* [REQUEST]: Copy out every line of the records below word for word, but leave out the pictures.

Position annotation records

- - - - -

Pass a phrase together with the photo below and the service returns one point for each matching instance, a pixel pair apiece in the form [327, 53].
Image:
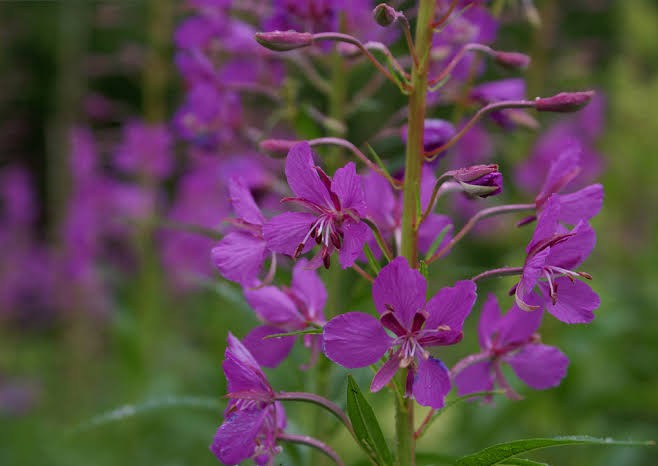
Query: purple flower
[145, 150]
[511, 339]
[335, 208]
[385, 210]
[239, 255]
[552, 256]
[253, 418]
[286, 310]
[580, 205]
[356, 339]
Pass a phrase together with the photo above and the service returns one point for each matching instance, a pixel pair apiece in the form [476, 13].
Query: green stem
[404, 413]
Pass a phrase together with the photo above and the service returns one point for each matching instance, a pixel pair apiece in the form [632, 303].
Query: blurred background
[109, 202]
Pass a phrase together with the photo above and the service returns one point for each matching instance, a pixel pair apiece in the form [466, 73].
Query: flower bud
[276, 147]
[564, 102]
[282, 41]
[512, 59]
[384, 14]
[480, 180]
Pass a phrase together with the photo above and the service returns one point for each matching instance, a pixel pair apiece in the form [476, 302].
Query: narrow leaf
[365, 425]
[308, 331]
[497, 454]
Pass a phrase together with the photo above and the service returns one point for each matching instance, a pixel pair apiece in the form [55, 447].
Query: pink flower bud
[512, 59]
[384, 14]
[282, 41]
[564, 102]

- - - - -

* [EXERCISE RESPONSE]:
Pass a phrase together with the photo below and the service returns one point for each matching instance, a pixel pair apiece in the form [327, 53].
Image:
Query: purple flower
[145, 150]
[511, 339]
[335, 208]
[385, 210]
[239, 255]
[552, 256]
[253, 418]
[286, 310]
[580, 205]
[356, 339]
Pass a phrase together with the photo above and the service returns one point for each matching instance, a pixel pair apiece in the form [476, 13].
Query: green stem
[404, 413]
Pass a phrase together with the photo above and the service returns one point for each matching instance, a pixel pair apiece in the form [632, 303].
Query: blurred background
[109, 202]
Pass a phrase together with the photo above and the service returns one point for each matching instance, a pixel pair apiece in the form [466, 73].
Query: flower bud
[276, 147]
[564, 102]
[282, 41]
[512, 59]
[384, 14]
[480, 180]
Pass a phrase together with the photo above and the service returns one point for each matching instance, a pixel pair apiece in the form [476, 302].
Query: narrow leaf
[365, 425]
[308, 331]
[497, 454]
Pass a phrase together with the photo above and the service returns one point for each matching instance, a pixel pair apiece in the form [55, 447].
Query: pink flower bud
[512, 59]
[384, 14]
[282, 41]
[564, 102]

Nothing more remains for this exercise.